DATA TO USE:
================

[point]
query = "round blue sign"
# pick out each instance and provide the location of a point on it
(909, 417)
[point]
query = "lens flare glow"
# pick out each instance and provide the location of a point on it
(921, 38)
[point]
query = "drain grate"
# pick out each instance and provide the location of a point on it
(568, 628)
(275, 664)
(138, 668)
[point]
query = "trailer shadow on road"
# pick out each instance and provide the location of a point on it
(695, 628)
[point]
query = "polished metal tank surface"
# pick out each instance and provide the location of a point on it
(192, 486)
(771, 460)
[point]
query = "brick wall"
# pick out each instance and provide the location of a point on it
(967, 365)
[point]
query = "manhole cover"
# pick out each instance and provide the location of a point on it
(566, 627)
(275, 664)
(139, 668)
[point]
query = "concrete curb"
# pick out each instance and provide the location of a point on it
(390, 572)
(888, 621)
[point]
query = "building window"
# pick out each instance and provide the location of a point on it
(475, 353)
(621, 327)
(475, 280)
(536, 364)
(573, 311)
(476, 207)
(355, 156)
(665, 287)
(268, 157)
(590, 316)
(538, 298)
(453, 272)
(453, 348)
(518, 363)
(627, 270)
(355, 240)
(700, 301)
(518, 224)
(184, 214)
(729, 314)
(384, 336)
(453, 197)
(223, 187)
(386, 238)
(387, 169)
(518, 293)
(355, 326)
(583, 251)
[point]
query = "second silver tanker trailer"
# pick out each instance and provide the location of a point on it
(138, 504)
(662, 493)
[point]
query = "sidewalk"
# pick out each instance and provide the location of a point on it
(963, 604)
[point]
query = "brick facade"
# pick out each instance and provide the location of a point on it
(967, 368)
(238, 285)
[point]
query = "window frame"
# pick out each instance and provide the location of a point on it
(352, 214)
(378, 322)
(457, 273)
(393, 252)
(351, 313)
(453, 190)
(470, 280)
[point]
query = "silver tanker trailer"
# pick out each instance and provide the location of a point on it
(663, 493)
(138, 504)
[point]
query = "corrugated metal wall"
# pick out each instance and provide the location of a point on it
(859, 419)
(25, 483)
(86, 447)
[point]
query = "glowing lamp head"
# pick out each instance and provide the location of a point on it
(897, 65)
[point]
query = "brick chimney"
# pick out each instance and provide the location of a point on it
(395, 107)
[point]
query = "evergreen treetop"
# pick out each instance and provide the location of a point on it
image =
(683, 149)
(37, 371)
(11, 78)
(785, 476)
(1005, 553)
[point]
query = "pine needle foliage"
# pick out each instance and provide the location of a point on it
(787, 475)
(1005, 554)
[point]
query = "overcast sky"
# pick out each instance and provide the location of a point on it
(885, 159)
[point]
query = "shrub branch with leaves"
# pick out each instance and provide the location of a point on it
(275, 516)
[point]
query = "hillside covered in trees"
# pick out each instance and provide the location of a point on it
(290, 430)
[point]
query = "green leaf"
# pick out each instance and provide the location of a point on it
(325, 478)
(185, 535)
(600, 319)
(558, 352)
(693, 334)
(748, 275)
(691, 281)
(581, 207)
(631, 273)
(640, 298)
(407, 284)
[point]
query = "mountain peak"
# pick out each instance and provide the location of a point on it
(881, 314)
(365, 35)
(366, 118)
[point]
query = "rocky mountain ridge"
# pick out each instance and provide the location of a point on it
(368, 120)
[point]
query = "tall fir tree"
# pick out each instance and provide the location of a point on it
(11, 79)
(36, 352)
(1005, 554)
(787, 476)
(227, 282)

================

WORK TO COMPLETE:
Only lines holding the string "wall" are wanted; gather each one from the entries above.

EXERCISE RESPONSE:
query = "brick wall"
query = "corrugated metal wall"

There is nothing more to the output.